[BRIEF]: According to the essay on truth and reconciliation, where did the writer's father grow up?

[READING TEXT]:
Truth and Reconciliation

Two very controversial and emotional words in Canada today: Truth and Reconciliation.


Canadians have not suffered the same trauma over the word ‘racist’ as our southern friends, possibly because systemic racism never took hold as deeply in our past. However, reconciliation with Native Canadians has endured with the same emotional charge and unresolved issues as slavery. Pursuit of truth, likewise, is fraught with unending differences of opinion; lots of opinions and fewer agreed upon facts.


Like most people, I have tried over many years to follow the media accounts and positions put forward on complex land rights and obligation issues. I’m also fortunate to have personal experiences to juxtaposition against the cacophony of shouting. One experience from 54 years ago stands out. My father grew up in backwoods Manitoba. A Polish immigrant at a young age, his closest friends were Native children. His family were second class ‘bohunks’, poor immigrants not welcomed by the children from more established, ‘proper English speaking’, families.


My dad liked to fish, a lot! It brought out the child in him. We would drive from homes in suburban Ontario to the North Country at least two times a year. It was heaven for him.


On one trip, as we were driving through a Native Reserve on Manitoulin Island, I was appalled as an innocent teen at the level of poverty, mile after mile. Finally, I ask my dad, “how could this situation exist?” It was one of the few times I saw my hardened, WWII veteran father tear up. He replied, ‘son, it was like this when I was a child and it’ll be like this long after you’re my age.”


He was right. Not much has changed for many Native people despite many billions of dollars being spent by our government. Dad opened up more during that trip and told me of different times the government during his years tried to advance the state of Native housing and infrastructure and how it always ended in misused resources and unmaintained structures.

[INFORMATION SHOWN]:

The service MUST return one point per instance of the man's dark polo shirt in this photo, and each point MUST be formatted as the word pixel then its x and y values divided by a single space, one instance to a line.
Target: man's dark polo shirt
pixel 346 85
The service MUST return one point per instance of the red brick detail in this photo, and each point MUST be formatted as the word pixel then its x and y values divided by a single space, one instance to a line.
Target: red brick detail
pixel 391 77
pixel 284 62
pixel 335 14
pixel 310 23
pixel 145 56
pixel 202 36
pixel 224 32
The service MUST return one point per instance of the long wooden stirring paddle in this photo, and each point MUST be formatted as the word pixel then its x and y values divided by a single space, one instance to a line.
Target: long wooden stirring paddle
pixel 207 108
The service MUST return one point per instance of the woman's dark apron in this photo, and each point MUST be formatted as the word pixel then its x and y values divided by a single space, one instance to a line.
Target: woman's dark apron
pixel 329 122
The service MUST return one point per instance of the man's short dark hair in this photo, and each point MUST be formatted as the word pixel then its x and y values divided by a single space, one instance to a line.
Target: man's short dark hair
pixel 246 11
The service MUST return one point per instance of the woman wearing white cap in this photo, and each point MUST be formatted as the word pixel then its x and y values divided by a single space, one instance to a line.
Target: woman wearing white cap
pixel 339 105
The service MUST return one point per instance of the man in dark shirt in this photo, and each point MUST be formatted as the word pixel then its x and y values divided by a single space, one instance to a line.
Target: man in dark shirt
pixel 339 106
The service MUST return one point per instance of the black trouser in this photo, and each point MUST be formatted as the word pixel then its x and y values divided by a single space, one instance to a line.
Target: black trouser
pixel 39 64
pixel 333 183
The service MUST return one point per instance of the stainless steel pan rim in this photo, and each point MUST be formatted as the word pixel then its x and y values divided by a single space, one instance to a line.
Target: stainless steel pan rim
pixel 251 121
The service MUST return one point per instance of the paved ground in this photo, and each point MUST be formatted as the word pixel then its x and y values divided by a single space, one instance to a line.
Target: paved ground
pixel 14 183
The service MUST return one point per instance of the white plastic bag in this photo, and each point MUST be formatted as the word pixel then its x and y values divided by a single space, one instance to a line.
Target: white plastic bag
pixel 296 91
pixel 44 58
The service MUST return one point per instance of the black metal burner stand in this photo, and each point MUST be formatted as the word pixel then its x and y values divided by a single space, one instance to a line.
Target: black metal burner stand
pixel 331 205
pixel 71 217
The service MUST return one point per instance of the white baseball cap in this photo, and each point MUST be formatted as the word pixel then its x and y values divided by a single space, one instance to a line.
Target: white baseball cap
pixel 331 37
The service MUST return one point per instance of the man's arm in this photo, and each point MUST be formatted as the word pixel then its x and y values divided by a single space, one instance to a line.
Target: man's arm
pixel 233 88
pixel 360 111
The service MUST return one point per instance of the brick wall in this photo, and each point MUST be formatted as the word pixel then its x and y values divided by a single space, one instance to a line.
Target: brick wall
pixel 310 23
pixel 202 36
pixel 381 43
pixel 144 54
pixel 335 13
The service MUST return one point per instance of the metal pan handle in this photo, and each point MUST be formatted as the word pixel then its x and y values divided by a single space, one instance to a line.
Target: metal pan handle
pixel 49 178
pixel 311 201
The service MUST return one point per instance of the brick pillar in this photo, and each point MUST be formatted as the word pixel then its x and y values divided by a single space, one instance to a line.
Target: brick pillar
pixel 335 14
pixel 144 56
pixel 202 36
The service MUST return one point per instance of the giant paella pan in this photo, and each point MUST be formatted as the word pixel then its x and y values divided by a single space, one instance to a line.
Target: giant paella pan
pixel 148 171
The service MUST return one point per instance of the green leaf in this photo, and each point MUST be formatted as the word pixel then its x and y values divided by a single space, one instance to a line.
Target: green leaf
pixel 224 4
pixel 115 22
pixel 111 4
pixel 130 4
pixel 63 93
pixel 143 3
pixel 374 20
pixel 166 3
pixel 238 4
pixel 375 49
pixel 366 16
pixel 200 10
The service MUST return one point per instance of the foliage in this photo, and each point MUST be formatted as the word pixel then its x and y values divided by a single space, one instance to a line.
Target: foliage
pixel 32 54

[SOLUTION]: In backwoods Manitoba.